» **Task objective**:
Among the entries, how many lines hold the word "hockey"? Respond with that number only.

» **Provided material**:
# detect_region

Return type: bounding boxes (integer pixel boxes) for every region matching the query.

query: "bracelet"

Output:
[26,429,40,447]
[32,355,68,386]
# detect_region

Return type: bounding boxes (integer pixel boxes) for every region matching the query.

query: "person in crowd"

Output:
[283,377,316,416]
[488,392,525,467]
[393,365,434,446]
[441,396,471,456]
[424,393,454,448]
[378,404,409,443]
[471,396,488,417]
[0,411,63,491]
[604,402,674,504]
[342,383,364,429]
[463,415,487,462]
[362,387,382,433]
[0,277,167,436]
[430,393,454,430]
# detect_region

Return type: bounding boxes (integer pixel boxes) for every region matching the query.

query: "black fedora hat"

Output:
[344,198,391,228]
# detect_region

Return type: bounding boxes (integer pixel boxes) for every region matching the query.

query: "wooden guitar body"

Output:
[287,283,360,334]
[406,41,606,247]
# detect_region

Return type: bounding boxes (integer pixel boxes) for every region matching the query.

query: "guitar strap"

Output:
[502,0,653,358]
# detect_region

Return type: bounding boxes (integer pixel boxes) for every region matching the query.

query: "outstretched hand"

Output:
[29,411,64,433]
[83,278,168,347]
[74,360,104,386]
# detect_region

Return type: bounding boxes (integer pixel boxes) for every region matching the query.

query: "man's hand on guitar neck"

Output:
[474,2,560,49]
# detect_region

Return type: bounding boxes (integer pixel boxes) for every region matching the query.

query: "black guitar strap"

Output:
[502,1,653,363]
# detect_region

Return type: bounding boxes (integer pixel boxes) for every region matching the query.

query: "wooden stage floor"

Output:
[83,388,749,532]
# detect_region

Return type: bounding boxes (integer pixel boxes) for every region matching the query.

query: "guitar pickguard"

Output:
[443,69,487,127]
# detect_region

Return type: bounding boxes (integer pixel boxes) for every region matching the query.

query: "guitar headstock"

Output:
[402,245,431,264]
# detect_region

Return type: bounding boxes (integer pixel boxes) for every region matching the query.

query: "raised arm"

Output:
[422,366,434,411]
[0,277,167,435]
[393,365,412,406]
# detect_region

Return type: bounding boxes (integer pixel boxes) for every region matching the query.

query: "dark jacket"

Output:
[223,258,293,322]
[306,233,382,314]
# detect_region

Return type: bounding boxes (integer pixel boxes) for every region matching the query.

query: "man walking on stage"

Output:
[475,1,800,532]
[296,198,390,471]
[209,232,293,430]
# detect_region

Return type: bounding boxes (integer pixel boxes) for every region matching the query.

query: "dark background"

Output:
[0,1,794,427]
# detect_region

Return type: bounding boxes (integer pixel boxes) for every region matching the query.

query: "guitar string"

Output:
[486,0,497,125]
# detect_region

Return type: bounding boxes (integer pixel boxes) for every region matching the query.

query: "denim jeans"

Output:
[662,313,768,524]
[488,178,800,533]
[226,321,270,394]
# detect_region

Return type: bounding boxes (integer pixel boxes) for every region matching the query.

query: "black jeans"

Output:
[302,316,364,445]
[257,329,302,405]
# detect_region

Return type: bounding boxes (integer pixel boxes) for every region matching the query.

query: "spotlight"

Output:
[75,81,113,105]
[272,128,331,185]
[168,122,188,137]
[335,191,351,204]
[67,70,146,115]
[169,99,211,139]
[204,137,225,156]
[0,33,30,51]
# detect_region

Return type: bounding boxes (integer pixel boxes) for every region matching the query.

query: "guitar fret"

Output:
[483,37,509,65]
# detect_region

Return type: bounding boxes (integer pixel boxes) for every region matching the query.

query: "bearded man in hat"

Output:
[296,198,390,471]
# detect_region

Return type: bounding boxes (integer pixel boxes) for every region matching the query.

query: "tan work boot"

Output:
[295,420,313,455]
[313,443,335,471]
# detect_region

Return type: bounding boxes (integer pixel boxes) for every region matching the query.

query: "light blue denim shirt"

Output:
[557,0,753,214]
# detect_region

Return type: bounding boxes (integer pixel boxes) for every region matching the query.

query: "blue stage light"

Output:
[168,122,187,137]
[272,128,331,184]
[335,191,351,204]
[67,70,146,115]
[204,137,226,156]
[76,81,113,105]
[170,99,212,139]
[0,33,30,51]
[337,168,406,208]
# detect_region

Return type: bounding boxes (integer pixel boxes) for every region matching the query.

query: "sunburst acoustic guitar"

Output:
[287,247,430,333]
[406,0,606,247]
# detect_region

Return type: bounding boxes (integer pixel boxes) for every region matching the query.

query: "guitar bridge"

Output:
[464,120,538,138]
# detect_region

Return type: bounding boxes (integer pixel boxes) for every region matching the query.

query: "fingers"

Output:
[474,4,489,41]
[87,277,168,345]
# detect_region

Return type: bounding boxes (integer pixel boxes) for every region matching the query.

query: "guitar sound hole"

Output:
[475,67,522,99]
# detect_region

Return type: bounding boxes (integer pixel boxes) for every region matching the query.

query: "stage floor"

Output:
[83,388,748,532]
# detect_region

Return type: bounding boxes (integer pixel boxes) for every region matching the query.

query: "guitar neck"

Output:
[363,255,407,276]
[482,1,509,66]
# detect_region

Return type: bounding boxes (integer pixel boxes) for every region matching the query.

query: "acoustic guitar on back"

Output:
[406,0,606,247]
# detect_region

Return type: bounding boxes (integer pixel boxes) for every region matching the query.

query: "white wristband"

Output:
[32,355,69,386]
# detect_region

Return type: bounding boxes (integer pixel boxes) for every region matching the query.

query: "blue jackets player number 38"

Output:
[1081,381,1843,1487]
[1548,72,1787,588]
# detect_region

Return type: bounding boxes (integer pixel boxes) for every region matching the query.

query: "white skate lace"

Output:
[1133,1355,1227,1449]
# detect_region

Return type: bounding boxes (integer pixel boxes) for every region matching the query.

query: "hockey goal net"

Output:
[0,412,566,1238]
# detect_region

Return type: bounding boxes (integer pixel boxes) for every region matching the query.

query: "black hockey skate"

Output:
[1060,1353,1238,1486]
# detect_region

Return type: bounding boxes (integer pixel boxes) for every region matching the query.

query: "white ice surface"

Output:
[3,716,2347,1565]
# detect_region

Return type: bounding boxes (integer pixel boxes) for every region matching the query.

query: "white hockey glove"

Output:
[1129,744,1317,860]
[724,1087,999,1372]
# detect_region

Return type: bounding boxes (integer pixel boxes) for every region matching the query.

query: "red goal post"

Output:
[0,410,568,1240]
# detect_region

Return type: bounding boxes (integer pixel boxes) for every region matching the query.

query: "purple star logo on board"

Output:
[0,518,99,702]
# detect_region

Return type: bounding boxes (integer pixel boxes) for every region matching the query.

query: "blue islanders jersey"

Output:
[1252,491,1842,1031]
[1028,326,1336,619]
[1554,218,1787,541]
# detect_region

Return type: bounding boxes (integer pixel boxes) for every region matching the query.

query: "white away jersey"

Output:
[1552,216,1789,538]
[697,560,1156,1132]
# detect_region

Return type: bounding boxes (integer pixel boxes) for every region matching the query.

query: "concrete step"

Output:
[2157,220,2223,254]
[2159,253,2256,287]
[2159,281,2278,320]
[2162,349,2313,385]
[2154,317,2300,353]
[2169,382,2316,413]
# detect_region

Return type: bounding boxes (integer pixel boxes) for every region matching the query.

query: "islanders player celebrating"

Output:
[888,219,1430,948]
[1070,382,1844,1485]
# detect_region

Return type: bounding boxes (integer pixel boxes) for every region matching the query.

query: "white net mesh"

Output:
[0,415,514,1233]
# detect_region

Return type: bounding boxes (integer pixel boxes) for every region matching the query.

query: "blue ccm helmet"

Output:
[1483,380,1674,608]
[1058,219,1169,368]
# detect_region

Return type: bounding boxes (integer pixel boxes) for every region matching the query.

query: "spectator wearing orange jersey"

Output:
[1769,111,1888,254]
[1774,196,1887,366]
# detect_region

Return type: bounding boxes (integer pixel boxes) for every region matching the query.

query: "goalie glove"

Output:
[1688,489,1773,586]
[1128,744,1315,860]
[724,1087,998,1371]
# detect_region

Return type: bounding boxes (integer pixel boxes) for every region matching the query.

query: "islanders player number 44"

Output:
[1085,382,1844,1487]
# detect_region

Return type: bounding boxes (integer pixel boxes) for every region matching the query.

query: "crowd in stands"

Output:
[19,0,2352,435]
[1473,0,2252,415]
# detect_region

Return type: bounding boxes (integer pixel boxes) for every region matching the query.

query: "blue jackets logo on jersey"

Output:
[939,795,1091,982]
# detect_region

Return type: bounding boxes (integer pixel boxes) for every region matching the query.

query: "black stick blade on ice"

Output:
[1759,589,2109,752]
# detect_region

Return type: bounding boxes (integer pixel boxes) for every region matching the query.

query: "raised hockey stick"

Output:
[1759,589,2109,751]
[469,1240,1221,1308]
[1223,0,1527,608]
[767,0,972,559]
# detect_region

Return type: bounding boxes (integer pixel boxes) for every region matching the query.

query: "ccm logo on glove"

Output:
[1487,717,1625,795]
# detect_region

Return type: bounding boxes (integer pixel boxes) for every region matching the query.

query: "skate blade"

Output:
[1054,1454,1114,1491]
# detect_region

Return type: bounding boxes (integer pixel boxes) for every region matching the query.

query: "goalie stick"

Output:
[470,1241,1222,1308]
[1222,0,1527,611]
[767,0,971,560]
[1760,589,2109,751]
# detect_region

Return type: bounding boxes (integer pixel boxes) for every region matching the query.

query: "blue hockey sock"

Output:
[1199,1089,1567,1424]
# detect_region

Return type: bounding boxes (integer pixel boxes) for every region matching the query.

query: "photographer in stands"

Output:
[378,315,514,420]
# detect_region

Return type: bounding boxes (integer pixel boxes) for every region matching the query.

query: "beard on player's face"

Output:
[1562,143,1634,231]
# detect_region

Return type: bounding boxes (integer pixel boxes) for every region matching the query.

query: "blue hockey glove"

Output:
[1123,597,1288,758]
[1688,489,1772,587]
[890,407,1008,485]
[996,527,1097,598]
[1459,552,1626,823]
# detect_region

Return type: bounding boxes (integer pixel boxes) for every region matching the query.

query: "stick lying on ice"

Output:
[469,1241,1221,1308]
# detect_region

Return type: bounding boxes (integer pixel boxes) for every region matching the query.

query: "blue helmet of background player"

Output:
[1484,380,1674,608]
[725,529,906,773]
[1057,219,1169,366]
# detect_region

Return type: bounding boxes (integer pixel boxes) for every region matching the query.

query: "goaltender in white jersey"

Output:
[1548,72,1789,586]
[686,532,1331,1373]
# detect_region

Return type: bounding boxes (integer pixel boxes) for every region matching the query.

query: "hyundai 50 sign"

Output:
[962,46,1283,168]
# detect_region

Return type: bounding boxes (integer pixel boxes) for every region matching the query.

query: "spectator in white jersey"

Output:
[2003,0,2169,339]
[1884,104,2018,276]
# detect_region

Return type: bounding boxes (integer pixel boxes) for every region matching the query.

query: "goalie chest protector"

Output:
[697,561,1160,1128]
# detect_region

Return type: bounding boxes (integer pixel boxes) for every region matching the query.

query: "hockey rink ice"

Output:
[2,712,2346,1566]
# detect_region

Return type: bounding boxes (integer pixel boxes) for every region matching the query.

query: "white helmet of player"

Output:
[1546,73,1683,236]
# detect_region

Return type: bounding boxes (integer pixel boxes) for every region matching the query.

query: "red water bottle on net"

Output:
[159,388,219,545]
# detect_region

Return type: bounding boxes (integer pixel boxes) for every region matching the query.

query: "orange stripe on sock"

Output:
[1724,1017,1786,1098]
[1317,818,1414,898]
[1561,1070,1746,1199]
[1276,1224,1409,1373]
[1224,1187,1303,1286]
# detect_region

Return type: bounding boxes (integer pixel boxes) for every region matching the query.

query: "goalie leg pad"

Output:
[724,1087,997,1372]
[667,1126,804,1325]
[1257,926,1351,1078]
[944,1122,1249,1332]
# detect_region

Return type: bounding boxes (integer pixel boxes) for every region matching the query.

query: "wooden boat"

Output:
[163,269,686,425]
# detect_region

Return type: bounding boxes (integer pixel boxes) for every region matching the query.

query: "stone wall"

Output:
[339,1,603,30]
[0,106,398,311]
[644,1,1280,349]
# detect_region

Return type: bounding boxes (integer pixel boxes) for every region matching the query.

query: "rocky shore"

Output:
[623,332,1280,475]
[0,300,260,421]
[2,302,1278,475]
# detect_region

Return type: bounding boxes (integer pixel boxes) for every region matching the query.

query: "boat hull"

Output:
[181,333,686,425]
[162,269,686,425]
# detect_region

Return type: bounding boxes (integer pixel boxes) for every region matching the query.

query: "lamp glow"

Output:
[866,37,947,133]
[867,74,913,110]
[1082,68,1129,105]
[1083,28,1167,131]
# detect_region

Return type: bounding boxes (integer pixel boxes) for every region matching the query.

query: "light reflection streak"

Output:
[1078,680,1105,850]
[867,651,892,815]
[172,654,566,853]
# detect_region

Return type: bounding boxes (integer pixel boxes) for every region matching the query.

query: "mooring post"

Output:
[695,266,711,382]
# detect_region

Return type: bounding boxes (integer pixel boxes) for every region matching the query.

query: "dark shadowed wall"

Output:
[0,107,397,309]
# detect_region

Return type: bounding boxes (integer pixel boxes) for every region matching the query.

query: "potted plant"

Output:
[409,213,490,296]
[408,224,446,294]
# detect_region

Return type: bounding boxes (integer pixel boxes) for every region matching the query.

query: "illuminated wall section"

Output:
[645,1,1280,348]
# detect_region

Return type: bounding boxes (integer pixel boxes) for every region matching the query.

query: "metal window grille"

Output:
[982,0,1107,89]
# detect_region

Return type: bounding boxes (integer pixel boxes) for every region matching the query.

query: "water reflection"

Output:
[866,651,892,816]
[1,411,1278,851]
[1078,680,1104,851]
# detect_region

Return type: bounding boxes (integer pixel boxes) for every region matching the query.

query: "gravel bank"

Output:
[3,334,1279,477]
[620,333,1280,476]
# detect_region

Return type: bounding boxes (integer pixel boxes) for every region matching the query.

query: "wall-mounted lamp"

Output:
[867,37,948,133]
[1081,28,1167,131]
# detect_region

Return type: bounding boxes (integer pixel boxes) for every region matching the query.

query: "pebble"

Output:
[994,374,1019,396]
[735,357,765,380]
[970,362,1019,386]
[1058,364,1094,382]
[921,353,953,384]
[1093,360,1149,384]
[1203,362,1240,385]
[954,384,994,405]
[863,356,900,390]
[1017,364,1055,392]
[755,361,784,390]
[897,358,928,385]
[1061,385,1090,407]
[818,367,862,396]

» **Answer**:
7